(GIVEN TEXT):
────────────────

In the News June 9
Consequences of Concentration of Wealth and Power in Fewer Hands
Revolving Door of Ruling Elite Between Government and Big Business
Ben Parfitt, writing in Policynote in April, reveals once again the revolving door for members of the ruling elite between big corporations and government. BC’s Ministry of Forests announced on April 4, the province’s chief forester, Diane Nicholls, would be leaving government services for a senior executive position with Drax Group, a forest/energy monopoly headquartered in the UK. The announcement means the most senior government official in charge of regulating activities in the forest industry had accepted an executive position with a dominant and controversial company in that very same sector.

────────────────

(THE PROBLEM):
Reproduce everything in the news item on the revolving door from "In the News" down to "very same sector.". The lines after this point are separate material with no connection to the news item.

────────────────

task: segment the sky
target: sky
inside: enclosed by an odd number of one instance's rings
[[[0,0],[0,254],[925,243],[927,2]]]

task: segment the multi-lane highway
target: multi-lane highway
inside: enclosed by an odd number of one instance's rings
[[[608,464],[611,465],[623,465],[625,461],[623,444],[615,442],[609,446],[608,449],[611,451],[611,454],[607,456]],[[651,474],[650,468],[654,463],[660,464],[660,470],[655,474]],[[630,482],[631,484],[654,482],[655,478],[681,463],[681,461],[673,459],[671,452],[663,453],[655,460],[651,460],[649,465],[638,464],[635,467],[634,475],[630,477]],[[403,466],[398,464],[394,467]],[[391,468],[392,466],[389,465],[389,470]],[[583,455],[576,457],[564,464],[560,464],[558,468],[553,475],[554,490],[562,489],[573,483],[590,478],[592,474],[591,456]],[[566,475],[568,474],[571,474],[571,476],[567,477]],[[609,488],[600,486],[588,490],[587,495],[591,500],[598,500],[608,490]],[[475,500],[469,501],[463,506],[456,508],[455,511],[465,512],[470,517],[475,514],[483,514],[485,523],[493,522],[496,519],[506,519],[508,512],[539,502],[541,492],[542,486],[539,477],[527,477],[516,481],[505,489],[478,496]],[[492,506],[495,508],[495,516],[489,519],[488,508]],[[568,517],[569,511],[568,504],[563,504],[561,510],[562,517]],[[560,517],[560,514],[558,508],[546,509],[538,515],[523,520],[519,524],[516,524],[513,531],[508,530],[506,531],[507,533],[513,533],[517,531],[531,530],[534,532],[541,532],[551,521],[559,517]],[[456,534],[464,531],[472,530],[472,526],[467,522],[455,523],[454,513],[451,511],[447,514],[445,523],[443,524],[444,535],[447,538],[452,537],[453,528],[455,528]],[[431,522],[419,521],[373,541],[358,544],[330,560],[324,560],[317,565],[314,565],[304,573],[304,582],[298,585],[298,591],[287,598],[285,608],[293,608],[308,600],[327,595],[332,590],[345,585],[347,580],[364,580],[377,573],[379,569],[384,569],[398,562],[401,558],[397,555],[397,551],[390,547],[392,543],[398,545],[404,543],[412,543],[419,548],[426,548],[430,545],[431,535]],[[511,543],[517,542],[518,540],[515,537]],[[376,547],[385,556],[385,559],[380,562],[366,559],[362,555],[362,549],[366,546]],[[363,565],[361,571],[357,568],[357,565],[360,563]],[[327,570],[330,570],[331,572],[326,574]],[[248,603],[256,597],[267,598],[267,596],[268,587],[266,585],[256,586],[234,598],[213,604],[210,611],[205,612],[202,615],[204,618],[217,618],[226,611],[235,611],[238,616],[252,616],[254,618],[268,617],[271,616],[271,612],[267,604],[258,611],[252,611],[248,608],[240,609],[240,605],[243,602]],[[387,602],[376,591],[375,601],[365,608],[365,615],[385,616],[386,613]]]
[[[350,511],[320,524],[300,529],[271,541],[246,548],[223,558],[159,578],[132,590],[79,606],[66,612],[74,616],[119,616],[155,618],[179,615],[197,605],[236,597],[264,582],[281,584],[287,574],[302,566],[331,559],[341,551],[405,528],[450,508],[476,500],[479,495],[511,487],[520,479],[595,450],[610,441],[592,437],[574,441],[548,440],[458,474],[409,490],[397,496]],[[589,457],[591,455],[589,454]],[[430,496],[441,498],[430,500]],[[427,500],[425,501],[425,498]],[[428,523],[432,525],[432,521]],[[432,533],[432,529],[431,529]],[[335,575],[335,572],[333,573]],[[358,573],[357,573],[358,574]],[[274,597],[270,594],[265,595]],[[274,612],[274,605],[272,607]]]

────────────────

(RESPONSE TO THIS TASK):
In the News June 9
Consequences of Concentration of Wealth and Power in Fewer Hands
Revolving Door of Ruling Elite Between Government and Big Business
Ben Parfitt, writing in Policynote in April, reveals once again the revolving door for members of the ruling elite between big corporations and government. BC’s Ministry of Forests announced on April 4, the province’s chief forester, Diane Nicholls, would be leaving government services for a senior executive position with Drax Group, a forest/energy monopoly headquartered in the UK. The announcement means the most senior government official in charge of regulating activities in the forest industry had accepted an executive position with a dominant and controversial company in that very same sector.